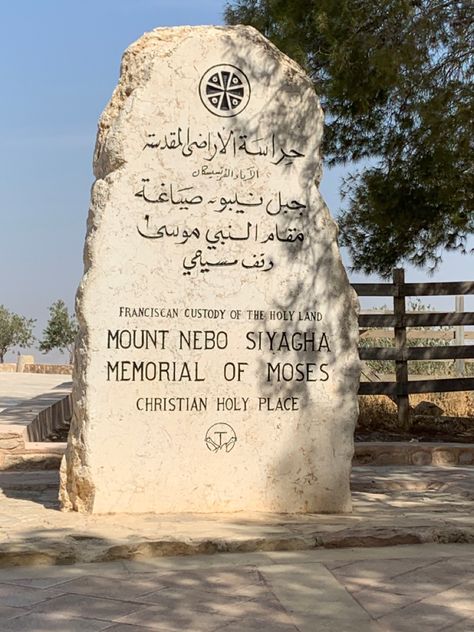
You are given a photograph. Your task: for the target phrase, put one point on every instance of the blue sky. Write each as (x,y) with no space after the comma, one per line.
(59,64)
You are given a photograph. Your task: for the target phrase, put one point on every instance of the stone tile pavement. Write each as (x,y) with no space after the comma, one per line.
(390,589)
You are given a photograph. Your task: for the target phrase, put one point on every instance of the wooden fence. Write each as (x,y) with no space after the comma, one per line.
(401,353)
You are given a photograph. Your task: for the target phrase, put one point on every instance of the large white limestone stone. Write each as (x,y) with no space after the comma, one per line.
(217,365)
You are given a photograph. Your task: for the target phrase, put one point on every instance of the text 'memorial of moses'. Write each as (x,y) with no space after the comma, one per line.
(217,367)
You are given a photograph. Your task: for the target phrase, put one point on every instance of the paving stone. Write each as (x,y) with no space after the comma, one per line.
--------------------------------------------------
* _Problem_
From the line with "of the text" through the last line of the records, set down every line exactly as written and leave out all others.

* _Answer for the task_
You are given a photograph. Your task: for the target phrase, put one point on every instance of the text 'memorial of moses'. Write each as (x,y) with no space after the comma, one per line.
(217,367)
You are given a photograph. Your task: for the target phrase, put one point on every instance of the paving stone. Write each as (x,y) with no space after the comma, one per line.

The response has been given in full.